## WHAT THIS TASK INVOLVES
Report every line in the records below that contains the string "outline", and reproduce each such line in full.

- - -

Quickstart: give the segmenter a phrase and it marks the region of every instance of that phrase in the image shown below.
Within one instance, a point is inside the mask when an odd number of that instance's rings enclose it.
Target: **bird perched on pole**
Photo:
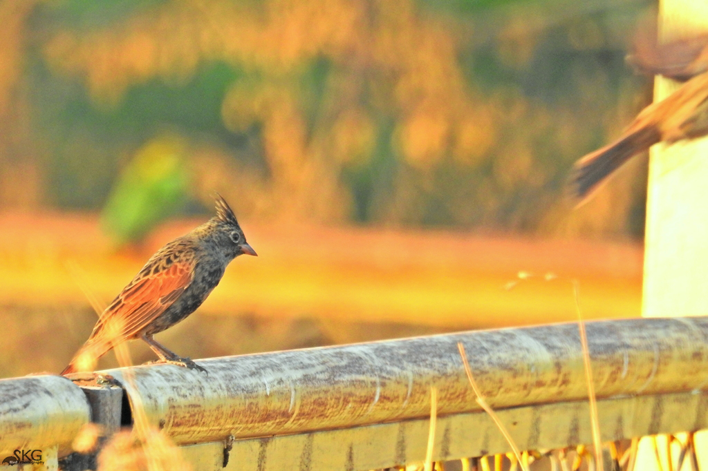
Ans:
[[[193,313],[219,284],[229,262],[244,254],[256,255],[220,195],[216,211],[215,216],[150,257],[101,315],[88,339],[62,375],[91,368],[113,347],[134,339],[145,341],[160,362],[205,371],[169,351],[152,336]]]
[[[659,55],[652,60],[646,57],[633,58],[641,70],[664,73],[687,81],[663,100],[642,110],[618,139],[575,163],[570,182],[575,196],[586,198],[630,158],[655,144],[673,144],[708,134],[708,72],[692,76],[707,70],[708,66],[703,62],[708,60],[708,41],[703,48],[697,47],[695,42],[685,44],[693,51],[692,58],[681,54],[681,62],[673,66],[669,63],[668,52],[680,50],[678,43],[663,47],[661,54],[663,63],[658,62]]]

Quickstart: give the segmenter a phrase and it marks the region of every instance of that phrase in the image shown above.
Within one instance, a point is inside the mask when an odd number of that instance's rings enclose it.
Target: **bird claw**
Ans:
[[[167,365],[176,365],[177,366],[183,366],[185,368],[188,368],[190,370],[197,370],[198,371],[202,371],[209,374],[206,368],[202,366],[200,366],[189,358],[181,358],[176,356],[173,359],[161,359],[159,360],[153,360],[152,361],[148,361],[145,364],[146,365],[160,365],[160,364],[167,364]]]

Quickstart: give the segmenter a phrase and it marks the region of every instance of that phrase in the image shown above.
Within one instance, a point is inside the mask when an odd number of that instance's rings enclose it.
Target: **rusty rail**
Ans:
[[[587,330],[604,440],[708,426],[708,393],[702,391],[708,385],[708,318],[599,321],[588,322]],[[316,463],[307,469],[318,470],[419,462],[431,386],[438,390],[438,459],[508,451],[475,402],[458,342],[482,393],[512,424],[519,446],[588,443],[587,387],[572,323],[199,361],[208,374],[144,366],[130,368],[129,382],[126,368],[103,373],[122,383],[128,397],[139,395],[148,422],[187,456],[201,457],[199,463],[205,453],[214,458],[214,466],[204,469],[220,469],[229,436],[236,438],[236,458],[229,469],[283,469],[302,460]],[[22,392],[28,381],[46,385]],[[82,402],[80,390],[52,376],[0,380],[0,456],[33,446],[33,436],[42,446],[52,437],[61,456],[76,426],[89,420],[89,402],[101,421],[94,403],[101,395],[93,390],[94,398]],[[65,395],[74,397],[74,408],[59,406],[55,396]],[[47,418],[35,414],[28,420],[35,410]],[[111,417],[102,419],[111,422],[110,429],[120,425],[120,412],[102,417]],[[21,423],[32,426],[23,429]],[[50,426],[61,431],[40,434]]]

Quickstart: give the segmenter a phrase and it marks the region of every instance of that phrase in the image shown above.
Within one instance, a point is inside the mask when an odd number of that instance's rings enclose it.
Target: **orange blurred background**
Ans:
[[[181,355],[572,320],[571,279],[639,315],[646,163],[564,184],[651,98],[651,6],[0,4],[0,375],[59,371],[214,191],[259,256],[159,336]]]

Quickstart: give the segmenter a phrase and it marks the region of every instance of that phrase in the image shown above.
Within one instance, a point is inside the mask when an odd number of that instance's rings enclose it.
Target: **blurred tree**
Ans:
[[[123,168],[101,213],[104,230],[118,245],[137,243],[186,199],[185,144],[172,135],[152,139]]]
[[[166,124],[241,214],[641,233],[641,169],[570,218],[561,191],[645,103],[623,59],[648,0],[84,3],[31,22],[59,204],[95,206]]]

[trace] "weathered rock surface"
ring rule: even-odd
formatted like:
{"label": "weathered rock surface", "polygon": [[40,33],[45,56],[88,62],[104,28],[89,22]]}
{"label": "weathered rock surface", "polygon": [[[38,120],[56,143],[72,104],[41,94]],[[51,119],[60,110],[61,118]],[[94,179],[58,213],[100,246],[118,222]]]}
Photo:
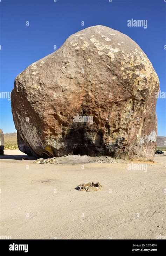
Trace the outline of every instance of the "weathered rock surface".
{"label": "weathered rock surface", "polygon": [[[151,63],[133,40],[104,26],[86,28],[16,78],[12,107],[19,148],[42,157],[152,160],[159,90]],[[77,115],[90,118],[74,122]]]}
{"label": "weathered rock surface", "polygon": [[4,133],[2,130],[0,129],[0,155],[4,155]]}

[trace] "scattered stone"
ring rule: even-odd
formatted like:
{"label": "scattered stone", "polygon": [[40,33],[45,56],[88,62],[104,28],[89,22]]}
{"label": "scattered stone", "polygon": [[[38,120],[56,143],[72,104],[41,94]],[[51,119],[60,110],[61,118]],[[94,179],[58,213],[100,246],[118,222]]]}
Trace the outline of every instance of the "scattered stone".
{"label": "scattered stone", "polygon": [[93,189],[93,191],[98,191],[99,190],[101,190],[101,189],[98,187],[96,186],[92,187],[92,188]]}
{"label": "scattered stone", "polygon": [[43,160],[43,158],[39,158],[39,159],[35,160],[33,162],[34,163],[40,163],[40,161]]}
{"label": "scattered stone", "polygon": [[76,189],[81,191],[92,192],[98,191],[102,189],[102,186],[99,182],[89,182],[89,183],[82,183],[79,185]]}
{"label": "scattered stone", "polygon": [[4,155],[4,133],[2,130],[0,129],[0,155]]}
{"label": "scattered stone", "polygon": [[56,157],[54,157],[52,158],[48,158],[47,159],[43,159],[43,158],[39,158],[39,159],[35,160],[33,162],[34,163],[40,163],[41,164],[45,164],[46,163],[57,163],[58,161]]}
{"label": "scattered stone", "polygon": [[100,158],[98,160],[96,160],[95,162],[96,163],[113,163],[115,162],[115,161],[110,157],[105,157],[105,159],[103,159]]}
{"label": "scattered stone", "polygon": [[87,191],[87,192],[93,192],[93,190],[92,187],[89,187]]}

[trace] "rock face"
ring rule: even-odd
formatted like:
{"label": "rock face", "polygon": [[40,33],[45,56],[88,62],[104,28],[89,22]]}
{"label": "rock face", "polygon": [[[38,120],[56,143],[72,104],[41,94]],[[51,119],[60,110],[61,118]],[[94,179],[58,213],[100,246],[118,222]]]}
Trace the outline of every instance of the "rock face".
{"label": "rock face", "polygon": [[15,79],[12,107],[19,148],[47,158],[152,160],[159,90],[152,64],[133,41],[104,26],[86,28]]}
{"label": "rock face", "polygon": [[2,130],[0,129],[0,155],[4,155],[4,133]]}

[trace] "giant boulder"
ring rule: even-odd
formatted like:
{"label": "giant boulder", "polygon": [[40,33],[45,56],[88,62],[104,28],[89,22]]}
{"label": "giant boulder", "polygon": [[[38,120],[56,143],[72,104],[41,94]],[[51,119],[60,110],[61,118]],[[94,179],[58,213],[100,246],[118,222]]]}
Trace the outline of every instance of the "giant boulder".
{"label": "giant boulder", "polygon": [[22,151],[44,157],[152,160],[159,90],[152,65],[135,42],[104,26],[86,28],[15,79],[19,147],[21,141]]}

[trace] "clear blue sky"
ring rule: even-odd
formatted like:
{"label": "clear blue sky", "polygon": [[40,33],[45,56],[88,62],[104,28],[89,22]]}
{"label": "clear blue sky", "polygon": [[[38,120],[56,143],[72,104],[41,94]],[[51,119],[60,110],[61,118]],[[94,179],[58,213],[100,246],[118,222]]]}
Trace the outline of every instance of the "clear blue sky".
{"label": "clear blue sky", "polygon": [[[98,25],[118,30],[136,42],[152,63],[160,90],[166,92],[164,0],[1,0],[0,8],[1,92],[11,92],[15,77],[54,52],[54,45],[58,48],[71,34]],[[127,27],[132,18],[147,20],[147,28]],[[165,101],[157,101],[158,136],[166,136]],[[1,99],[0,105],[0,128],[5,133],[15,132],[11,101]]]}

- - -

## EXERCISE ANSWER
Trace the outline of every instance of the "weathered rock surface".
Trace the outline of every instance of the "scattered stone".
Trace the outline of every instance of the "rock face".
Trace the outline of every instance of the "giant boulder".
Trace the outline of every instance of the "clear blue sky".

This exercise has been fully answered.